+++ MATERIAL SUPPLIED

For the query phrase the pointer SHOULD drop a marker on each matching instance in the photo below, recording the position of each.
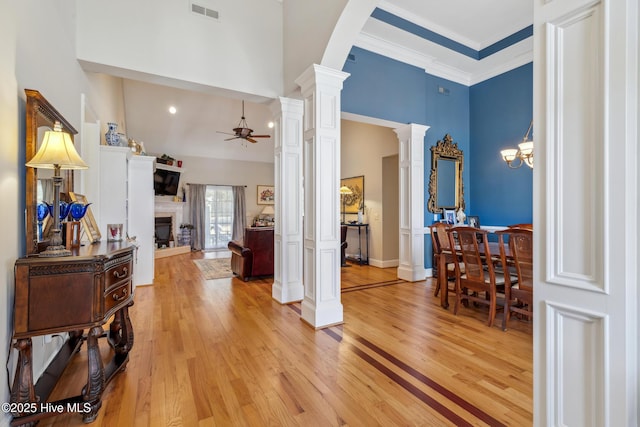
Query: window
(219, 209)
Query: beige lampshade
(509, 154)
(57, 150)
(526, 148)
(345, 190)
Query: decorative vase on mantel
(112, 137)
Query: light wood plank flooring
(224, 353)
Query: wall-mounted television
(166, 182)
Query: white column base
(286, 294)
(322, 316)
(412, 274)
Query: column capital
(411, 130)
(318, 74)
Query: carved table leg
(121, 333)
(92, 391)
(23, 390)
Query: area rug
(215, 268)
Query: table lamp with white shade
(268, 211)
(56, 152)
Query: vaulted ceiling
(465, 41)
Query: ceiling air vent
(204, 11)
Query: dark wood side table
(71, 294)
(360, 259)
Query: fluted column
(321, 88)
(411, 192)
(287, 285)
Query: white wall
(11, 181)
(33, 57)
(172, 42)
(363, 147)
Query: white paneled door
(586, 213)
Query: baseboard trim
(384, 263)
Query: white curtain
(197, 203)
(239, 213)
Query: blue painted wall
(482, 119)
(386, 89)
(501, 110)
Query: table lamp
(344, 191)
(56, 152)
(268, 211)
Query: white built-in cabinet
(126, 197)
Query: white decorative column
(288, 242)
(321, 88)
(411, 158)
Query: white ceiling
(193, 130)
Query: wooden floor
(224, 353)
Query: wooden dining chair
(479, 283)
(518, 295)
(444, 260)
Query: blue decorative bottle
(112, 136)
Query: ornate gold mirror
(445, 183)
(40, 117)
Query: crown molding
(506, 60)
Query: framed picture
(89, 225)
(352, 203)
(450, 216)
(266, 195)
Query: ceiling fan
(242, 131)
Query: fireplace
(164, 231)
(168, 216)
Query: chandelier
(523, 154)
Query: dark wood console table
(360, 258)
(71, 294)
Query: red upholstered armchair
(254, 255)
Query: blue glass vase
(42, 212)
(64, 209)
(78, 210)
(112, 137)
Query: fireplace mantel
(175, 211)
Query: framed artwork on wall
(353, 202)
(474, 221)
(266, 195)
(450, 216)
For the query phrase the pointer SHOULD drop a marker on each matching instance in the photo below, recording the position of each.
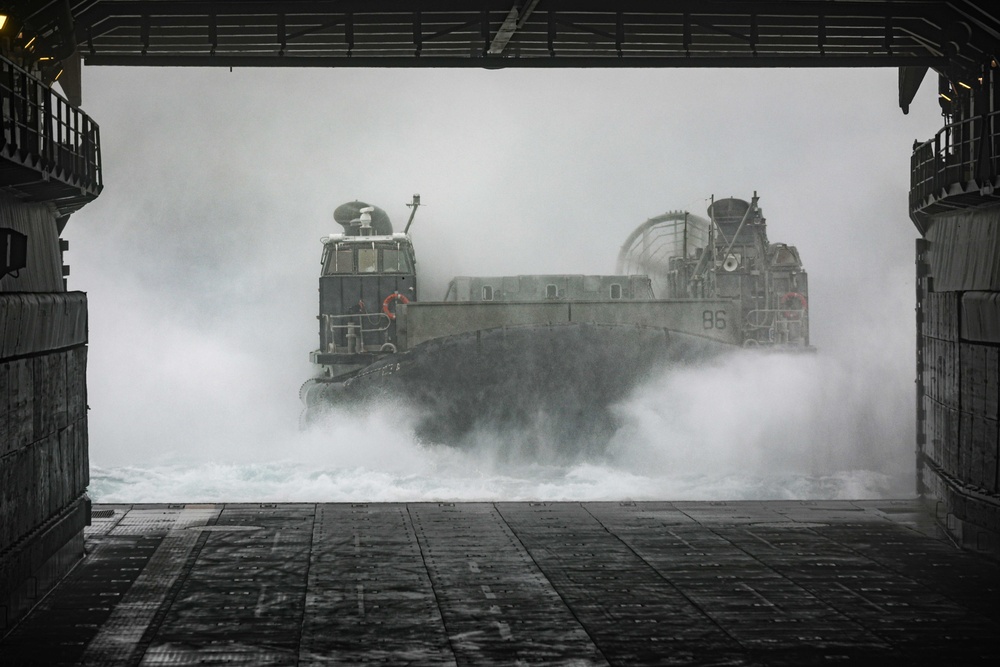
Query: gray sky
(201, 255)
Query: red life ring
(389, 299)
(786, 303)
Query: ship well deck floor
(736, 583)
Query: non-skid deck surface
(658, 583)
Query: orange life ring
(389, 299)
(793, 314)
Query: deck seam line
(430, 580)
(673, 585)
(305, 582)
(569, 608)
(881, 562)
(146, 639)
(864, 629)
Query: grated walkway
(664, 583)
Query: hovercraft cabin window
(367, 260)
(339, 261)
(395, 260)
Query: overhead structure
(509, 33)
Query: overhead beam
(514, 21)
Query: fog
(201, 259)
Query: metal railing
(964, 154)
(356, 334)
(42, 131)
(776, 326)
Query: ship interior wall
(44, 468)
(958, 373)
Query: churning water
(743, 426)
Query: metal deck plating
(738, 583)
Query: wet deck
(745, 583)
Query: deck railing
(44, 133)
(963, 158)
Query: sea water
(742, 426)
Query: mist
(201, 260)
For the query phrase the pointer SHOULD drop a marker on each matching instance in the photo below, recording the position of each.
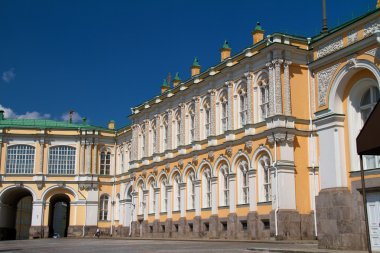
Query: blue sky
(100, 58)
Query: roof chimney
(195, 68)
(258, 33)
(111, 125)
(176, 80)
(165, 86)
(324, 17)
(225, 51)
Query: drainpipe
(85, 214)
(313, 155)
(274, 165)
(113, 196)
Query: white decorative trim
(324, 78)
(330, 47)
(352, 36)
(371, 27)
(372, 52)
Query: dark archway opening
(59, 215)
(15, 214)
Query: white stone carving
(330, 47)
(324, 78)
(352, 36)
(371, 28)
(372, 52)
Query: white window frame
(20, 159)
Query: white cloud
(8, 75)
(75, 117)
(10, 114)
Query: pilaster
(277, 86)
(232, 188)
(287, 95)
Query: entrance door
(59, 216)
(373, 207)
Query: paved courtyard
(132, 246)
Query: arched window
(177, 193)
(224, 116)
(164, 195)
(207, 118)
(105, 163)
(191, 124)
(362, 99)
(103, 207)
(154, 139)
(367, 103)
(264, 100)
(243, 182)
(152, 200)
(165, 133)
(178, 129)
(265, 187)
(20, 159)
(142, 143)
(206, 188)
(61, 160)
(191, 191)
(224, 188)
(243, 108)
(141, 199)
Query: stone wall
(340, 219)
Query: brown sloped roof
(368, 140)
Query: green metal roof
(331, 31)
(196, 63)
(225, 45)
(44, 123)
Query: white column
(95, 159)
(212, 112)
(169, 208)
(134, 205)
(214, 194)
(230, 94)
(250, 115)
(37, 213)
(277, 86)
(183, 199)
(145, 205)
(332, 158)
(88, 158)
(287, 97)
(82, 147)
(157, 209)
(252, 190)
(183, 123)
(232, 185)
(271, 89)
(197, 201)
(41, 161)
(170, 129)
(197, 112)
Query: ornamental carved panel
(324, 78)
(330, 47)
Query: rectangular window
(224, 117)
(61, 160)
(207, 123)
(20, 159)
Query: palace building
(261, 145)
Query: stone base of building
(340, 217)
(291, 226)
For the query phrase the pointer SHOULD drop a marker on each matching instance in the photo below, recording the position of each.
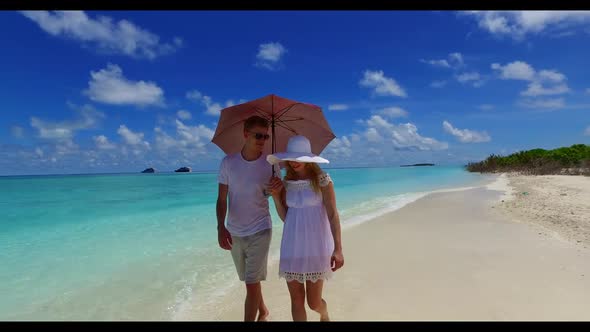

++++++

— AIM OF THE TASK —
Repeat the entries faithfully. Any picture gets left out.

— EXPECTED ANSWER —
For the query phrase the pointer SHOULD drop a marker on each matching instance in the photo below, recording the position of each.
Query: window
(219, 209)
Query: beige lampshade
(509, 154)
(57, 150)
(526, 148)
(345, 190)
Query: decorative vase on mantel
(112, 137)
Query: light wood plank flooring
(224, 353)
Query: wall-mounted television
(166, 182)
Query: white column base
(286, 294)
(322, 316)
(412, 274)
Query: column capital
(411, 130)
(318, 74)
Query: carved table leg
(121, 333)
(92, 391)
(23, 390)
Query: area rug
(215, 268)
Query: table lamp with white shade
(268, 211)
(56, 152)
Query: vaulted ceiling
(465, 41)
Query: ceiling air vent
(204, 11)
Query: dark wood side table
(71, 294)
(360, 259)
Query: fluted column
(321, 88)
(411, 192)
(287, 285)
Query: white wall
(11, 181)
(33, 57)
(172, 42)
(363, 147)
Query: white paneled door
(586, 213)
Query: baseboard trim
(384, 263)
Query: white curtain
(197, 203)
(239, 213)
Query: blue painted wall
(482, 119)
(386, 89)
(501, 110)
Query: table lamp
(344, 191)
(56, 152)
(268, 211)
Query: white built-in cabinet
(126, 197)
Query: white decorative column
(288, 242)
(321, 88)
(411, 158)
Query: white ceiling
(193, 130)
Query: wooden floor
(224, 353)
Query: wooden dining chair
(479, 283)
(518, 295)
(444, 260)
Query: blue decorative bottle
(112, 136)
Query: ornate gold mirror
(445, 183)
(40, 117)
Query: crown molding
(506, 60)
Query: framed picture
(89, 225)
(352, 203)
(450, 216)
(266, 195)
Query: ceiling fan
(242, 131)
Query: fireplace
(164, 231)
(168, 216)
Query: chandelier
(523, 154)
Query: dark wood console table
(360, 258)
(71, 294)
Query: red upholstered armchair
(254, 255)
Query: blue glass vase
(42, 212)
(64, 209)
(78, 210)
(112, 137)
Query: fireplace mantel
(175, 211)
Query: framed artwork on wall
(353, 202)
(474, 221)
(266, 195)
(450, 216)
For the query phrase the pointer SHOULD drop a marker on each matching instance in the photo below, recording the position of each.
Query: gray sky
(201, 255)
Query: red life ring
(389, 299)
(786, 303)
Query: ship well deck floor
(736, 583)
Query: non-skid deck surface
(658, 583)
Query: orange life ring
(389, 299)
(793, 314)
Query: deck seam line
(430, 580)
(673, 585)
(305, 582)
(569, 608)
(881, 562)
(146, 639)
(864, 629)
Query: grated walkway
(664, 583)
Query: hovercraft cabin window
(367, 260)
(339, 261)
(395, 260)
Query: overhead structure
(509, 33)
Query: overhead beam
(514, 21)
Query: fog
(201, 259)
Query: metal railing
(964, 154)
(356, 334)
(42, 131)
(776, 326)
Query: ship interior wall
(44, 468)
(958, 373)
Query: churning water
(743, 426)
Query: metal deck plating
(738, 583)
Query: wet deck
(745, 583)
Query: deck railing
(44, 133)
(963, 158)
Query: sea water
(742, 426)
Query: mist
(201, 260)
For the query phrase the pointer SHOULD drop a marker on each matching instance in the photo below, recording the position of each.
Query: blue sky
(100, 58)
Query: roof chimney
(195, 68)
(258, 33)
(111, 125)
(176, 80)
(165, 86)
(324, 17)
(225, 51)
Query: drainpipe
(85, 214)
(313, 155)
(274, 165)
(113, 196)
Query: white decorative trim
(324, 78)
(330, 47)
(352, 36)
(371, 27)
(372, 52)
Query: dark archway opening
(59, 215)
(15, 214)
Query: white stone carving
(330, 47)
(324, 78)
(352, 36)
(371, 28)
(372, 52)
Query: white window frame
(20, 159)
Query: white cloud
(8, 75)
(75, 117)
(10, 114)
Query: pilaster
(277, 86)
(232, 188)
(287, 95)
Query: entrance door
(59, 216)
(373, 207)
Query: paved courtyard
(132, 246)
Query: arched window
(177, 193)
(224, 116)
(164, 195)
(207, 118)
(105, 163)
(191, 124)
(362, 99)
(103, 207)
(154, 139)
(367, 103)
(264, 100)
(243, 182)
(152, 200)
(165, 133)
(178, 129)
(265, 187)
(20, 159)
(142, 143)
(206, 188)
(61, 160)
(191, 191)
(224, 188)
(243, 108)
(141, 199)
Query: stone wall
(340, 219)
Query: brown sloped roof
(368, 140)
Query: green metal roof
(331, 31)
(196, 63)
(225, 45)
(44, 123)
Query: white column
(95, 159)
(212, 112)
(169, 208)
(134, 205)
(214, 194)
(230, 94)
(250, 115)
(37, 213)
(277, 86)
(183, 199)
(145, 205)
(332, 158)
(88, 158)
(287, 97)
(82, 147)
(157, 209)
(252, 190)
(183, 123)
(232, 185)
(271, 89)
(197, 201)
(41, 161)
(170, 129)
(197, 112)
Query: ornamental carved panel
(324, 78)
(330, 47)
Query: rectangular window
(224, 117)
(61, 160)
(207, 123)
(20, 159)
Query: palace building
(261, 145)
Query: stone base of building
(340, 217)
(291, 226)
For the query phrase the pointer SHOULD drop a marker on each matching instance in the photo below, recording the position of each.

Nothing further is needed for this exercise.